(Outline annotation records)
┌────────

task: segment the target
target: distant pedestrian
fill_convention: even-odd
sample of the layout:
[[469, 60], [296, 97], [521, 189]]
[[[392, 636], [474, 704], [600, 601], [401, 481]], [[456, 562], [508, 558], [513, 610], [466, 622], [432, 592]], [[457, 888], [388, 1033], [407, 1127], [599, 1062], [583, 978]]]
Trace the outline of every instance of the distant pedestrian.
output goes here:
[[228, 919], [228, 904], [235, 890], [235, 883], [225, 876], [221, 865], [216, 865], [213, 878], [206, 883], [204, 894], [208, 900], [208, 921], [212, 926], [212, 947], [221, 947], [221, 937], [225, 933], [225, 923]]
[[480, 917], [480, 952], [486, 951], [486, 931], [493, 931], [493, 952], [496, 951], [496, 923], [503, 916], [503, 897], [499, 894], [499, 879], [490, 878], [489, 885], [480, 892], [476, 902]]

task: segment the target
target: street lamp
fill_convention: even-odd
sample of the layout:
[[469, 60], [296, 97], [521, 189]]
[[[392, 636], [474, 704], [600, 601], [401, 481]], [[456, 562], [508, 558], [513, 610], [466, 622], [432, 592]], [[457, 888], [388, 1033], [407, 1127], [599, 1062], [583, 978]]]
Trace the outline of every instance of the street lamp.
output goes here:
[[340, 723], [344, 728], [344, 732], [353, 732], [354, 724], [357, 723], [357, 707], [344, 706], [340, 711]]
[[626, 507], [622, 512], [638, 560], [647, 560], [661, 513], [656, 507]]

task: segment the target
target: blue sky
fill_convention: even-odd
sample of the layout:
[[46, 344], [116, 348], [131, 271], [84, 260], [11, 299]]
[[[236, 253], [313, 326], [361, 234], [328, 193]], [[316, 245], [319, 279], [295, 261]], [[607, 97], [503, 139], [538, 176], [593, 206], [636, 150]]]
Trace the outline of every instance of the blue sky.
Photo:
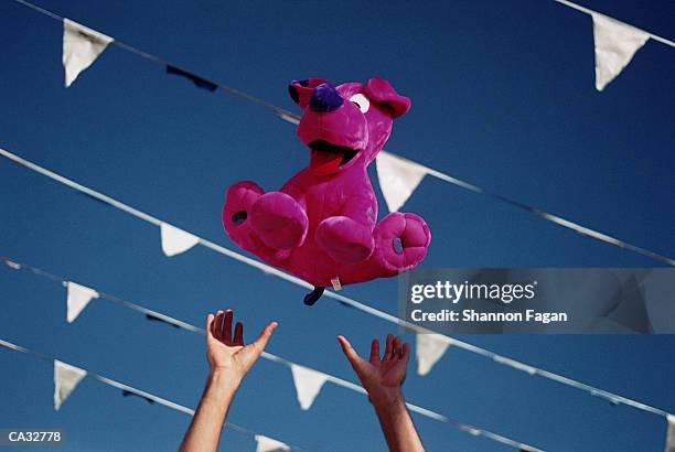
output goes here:
[[[40, 4], [291, 110], [290, 79], [383, 76], [413, 99], [389, 151], [675, 254], [675, 53], [663, 44], [649, 42], [599, 94], [591, 19], [553, 1]], [[672, 2], [583, 4], [674, 37]], [[225, 189], [250, 179], [274, 190], [308, 161], [293, 128], [274, 115], [197, 89], [117, 47], [65, 89], [60, 23], [12, 1], [0, 4], [0, 23], [2, 147], [81, 183], [234, 247], [221, 227]], [[330, 299], [308, 309], [302, 289], [205, 248], [165, 258], [156, 227], [7, 161], [0, 181], [0, 255], [197, 325], [206, 312], [231, 306], [248, 337], [277, 320], [270, 352], [351, 380], [335, 335], [363, 352], [392, 331]], [[430, 177], [405, 209], [422, 215], [433, 234], [425, 267], [657, 266]], [[63, 288], [3, 268], [0, 284], [0, 337], [196, 405], [207, 372], [200, 336], [103, 301], [66, 324]], [[396, 290], [387, 279], [344, 293], [395, 313]], [[465, 338], [675, 411], [672, 336]], [[47, 364], [0, 351], [0, 426], [62, 428], [73, 450], [170, 450], [190, 421], [93, 380], [54, 412]], [[413, 369], [405, 386], [410, 401], [547, 450], [663, 450], [660, 417], [459, 349], [427, 377]], [[290, 372], [262, 360], [229, 419], [308, 450], [385, 449], [365, 398], [330, 384], [310, 411], [294, 398]], [[431, 451], [506, 450], [415, 421]], [[236, 432], [222, 442], [223, 450], [254, 448]]]

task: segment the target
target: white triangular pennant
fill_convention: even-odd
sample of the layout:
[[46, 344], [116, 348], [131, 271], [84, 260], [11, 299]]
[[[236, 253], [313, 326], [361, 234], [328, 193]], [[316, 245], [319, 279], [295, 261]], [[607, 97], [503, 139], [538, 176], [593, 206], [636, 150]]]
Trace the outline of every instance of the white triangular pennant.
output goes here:
[[384, 151], [377, 154], [376, 166], [379, 189], [389, 212], [405, 204], [428, 171], [426, 166]]
[[77, 384], [87, 375], [85, 369], [54, 359], [54, 409], [58, 410]]
[[675, 452], [675, 415], [668, 415], [666, 419], [668, 421], [668, 433], [665, 452]]
[[290, 451], [290, 446], [281, 441], [272, 440], [262, 434], [256, 434], [254, 438], [256, 439], [256, 452]]
[[110, 36], [64, 18], [63, 67], [65, 69], [65, 87], [71, 86], [79, 73], [89, 67], [113, 41], [115, 40]]
[[326, 375], [297, 364], [291, 364], [291, 372], [300, 408], [309, 410], [328, 379]]
[[66, 281], [65, 287], [68, 291], [66, 320], [72, 323], [92, 299], [98, 298], [98, 292], [72, 281]]
[[169, 223], [160, 224], [162, 235], [162, 251], [167, 256], [175, 256], [188, 251], [200, 243], [200, 238]]
[[417, 333], [417, 374], [427, 375], [451, 344], [450, 337], [441, 334]]
[[601, 92], [621, 74], [650, 35], [607, 15], [591, 15], [596, 43], [596, 89]]

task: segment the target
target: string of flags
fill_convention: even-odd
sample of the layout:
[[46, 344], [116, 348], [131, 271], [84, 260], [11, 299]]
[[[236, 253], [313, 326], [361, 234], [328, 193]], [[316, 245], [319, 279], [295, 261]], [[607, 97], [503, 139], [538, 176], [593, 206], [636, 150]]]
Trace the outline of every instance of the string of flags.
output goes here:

└────────

(GOAL) Arrange every line of the records above as a JSON list of strings, one string per line, with blank lines left out. Leave any pictures out of the answer.

(ANSWER FOR THIS EXERCISE)
[
  "task: segment the target",
  "target: distant pedestrian",
  "fill_convention: even-odd",
  "sample of the layout:",
  "[[469, 60], [296, 97], [521, 189]]",
  "[[[392, 636], [474, 704], [600, 601], [401, 481]], [[456, 562], [508, 558], [513, 610], [466, 622], [432, 592]], [[457, 888], [388, 1033], [407, 1127], [599, 1062], [583, 978]]]",
  "Trace the outline of every instance of the distant pedestrian.",
  "output goes here:",
  "[[228, 919], [228, 904], [235, 890], [235, 883], [225, 876], [221, 865], [216, 865], [213, 878], [206, 883], [204, 894], [208, 900], [208, 921], [212, 926], [212, 947], [221, 947], [221, 937], [225, 933], [225, 923]]",
  "[[480, 917], [480, 952], [486, 951], [486, 931], [493, 931], [493, 952], [496, 951], [496, 923], [503, 916], [503, 897], [499, 894], [499, 879], [490, 878], [489, 885], [480, 892], [476, 902]]",
  "task: segment the target",
  "target: street lamp",
  "fill_convention: even-odd",
  "sample of the layout:",
  "[[469, 60], [296, 97], [521, 189]]",
  "[[[392, 636], [474, 704], [600, 601], [401, 481]], [[456, 562], [508, 558], [513, 610], [466, 622], [432, 592]], [[457, 888], [388, 1033], [407, 1127], [599, 1062], [583, 978]]]",
  "Trace the outline of every instance of the street lamp.",
  "output goes here:",
  "[[340, 723], [344, 728], [344, 732], [353, 732], [354, 724], [357, 723], [357, 707], [344, 706], [340, 711]]",
  "[[626, 507], [622, 512], [638, 560], [647, 560], [661, 513], [656, 507]]",
  "task: segment the target",
  "target: blue sky",
  "fill_convention: even-odd",
  "sample of the layout:",
  "[[46, 344], [116, 348], [131, 271], [84, 260], [11, 299]]",
  "[[[236, 253], [313, 326], [361, 234], [328, 193]], [[316, 245], [319, 279], [295, 261]], [[607, 97], [503, 139], [538, 176], [593, 206], [636, 150]]]",
  "Trace the outline of every instance of the blue sky.",
  "Photo:",
  "output goes here:",
  "[[[40, 4], [291, 110], [290, 79], [383, 76], [413, 99], [389, 151], [675, 254], [675, 53], [663, 44], [649, 42], [599, 94], [591, 19], [553, 1]], [[672, 2], [583, 4], [674, 37]], [[225, 189], [250, 179], [274, 190], [308, 161], [293, 128], [274, 115], [197, 89], [117, 47], [65, 89], [60, 23], [12, 1], [0, 4], [0, 23], [2, 147], [81, 183], [234, 247], [221, 227]], [[330, 299], [308, 309], [302, 289], [205, 248], [165, 258], [156, 227], [7, 161], [0, 181], [0, 255], [197, 325], [206, 312], [231, 306], [248, 337], [277, 320], [270, 352], [351, 380], [335, 335], [363, 352], [392, 331]], [[430, 177], [405, 209], [422, 215], [433, 234], [425, 267], [657, 266]], [[63, 288], [3, 268], [0, 284], [0, 337], [196, 405], [207, 372], [200, 336], [103, 301], [66, 324]], [[396, 290], [387, 279], [344, 293], [395, 313]], [[465, 338], [675, 411], [672, 336]], [[47, 364], [0, 351], [0, 426], [62, 428], [73, 450], [170, 450], [190, 421], [93, 380], [54, 412]], [[413, 369], [405, 386], [410, 401], [547, 450], [663, 450], [660, 417], [459, 349], [427, 377]], [[290, 372], [262, 360], [229, 419], [308, 450], [385, 449], [365, 398], [330, 384], [310, 411], [294, 398]], [[431, 451], [506, 450], [415, 421]], [[236, 432], [222, 442], [223, 450], [254, 448]]]",
  "task: segment the target",
  "target: white triangular pennant",
  "fill_convention: even-odd",
  "sample of the layout:",
  "[[46, 344], [116, 348], [131, 271], [84, 260], [11, 299]]",
  "[[[236, 253], [313, 326], [361, 234], [328, 193]], [[316, 245], [319, 279], [295, 261]], [[607, 97], [503, 139], [538, 176], [593, 206], [636, 150]]]",
  "Trace the outline of every instance of the white triangular pennant.",
  "output goes here:",
  "[[384, 151], [377, 154], [376, 166], [379, 189], [389, 212], [405, 204], [428, 171], [426, 166]]",
  "[[77, 384], [87, 375], [85, 369], [54, 359], [54, 409], [58, 410]]",
  "[[675, 452], [675, 415], [668, 415], [666, 419], [668, 421], [668, 433], [665, 452]]",
  "[[290, 451], [290, 446], [281, 441], [272, 440], [262, 434], [256, 434], [254, 438], [256, 439], [256, 452]]",
  "[[110, 36], [64, 18], [63, 67], [65, 69], [65, 87], [71, 86], [79, 73], [89, 67], [113, 41], [115, 40]]",
  "[[326, 375], [297, 364], [291, 364], [291, 372], [300, 408], [309, 410], [328, 379]]",
  "[[66, 281], [65, 287], [68, 291], [66, 320], [72, 323], [92, 299], [98, 298], [98, 292], [72, 281]]",
  "[[169, 223], [160, 224], [162, 235], [162, 251], [167, 256], [175, 256], [188, 251], [200, 243], [200, 238]]",
  "[[417, 333], [417, 374], [427, 375], [451, 344], [450, 337], [441, 334]]",
  "[[601, 92], [621, 74], [650, 35], [607, 15], [591, 15], [596, 43], [596, 89]]",
  "task: segment the target",
  "target: string of flags",
  "fill_convention: even-odd",
  "sample of the layout:",
  "[[46, 344], [116, 348], [131, 271], [84, 260], [11, 299]]",
  "[[[236, 253], [313, 326], [361, 234], [328, 193]], [[316, 245], [319, 279], [295, 261]], [[607, 97], [503, 139], [538, 176], [593, 206], [636, 150]]]",
  "Trace the outline of every instance of the string of flags.",
  "output goes here:"
]